• **WHAT YOU SHOULD DO**:
Exact reproduction of the data is required, with images excluded.

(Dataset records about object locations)
[start]
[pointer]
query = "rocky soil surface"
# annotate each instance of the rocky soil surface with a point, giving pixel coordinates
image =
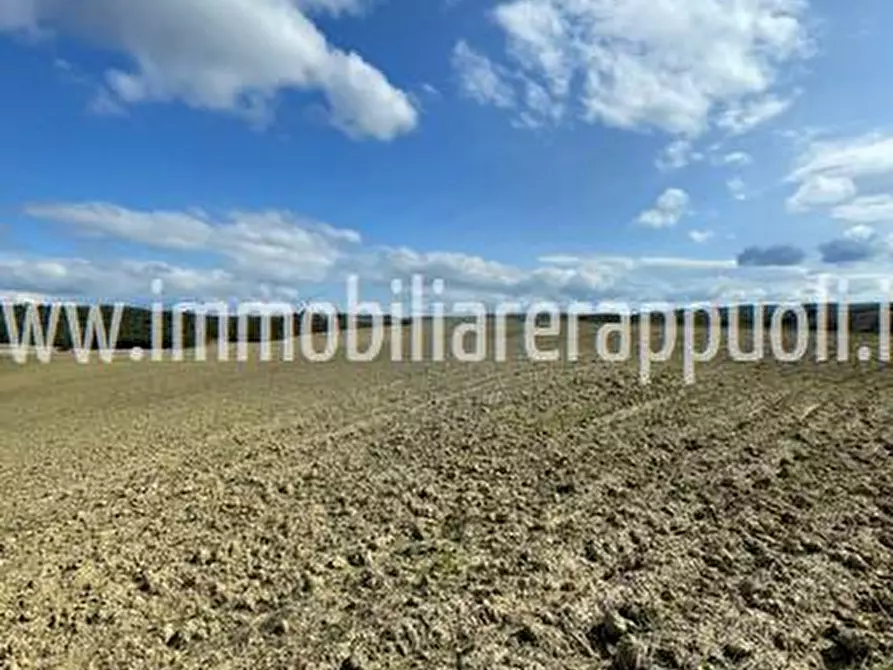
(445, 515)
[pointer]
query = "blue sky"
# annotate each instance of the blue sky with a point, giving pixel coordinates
[end]
• **OUTPUT OF THE TASK**:
[pointer]
query = "rocky soil surface"
# annotate each instance of the rocky soil surface with a point, giving pixel coordinates
image =
(445, 515)
[pointer]
query = "blue sky"
# annotate each instance of the blue sky with a point, giving pixel coordinates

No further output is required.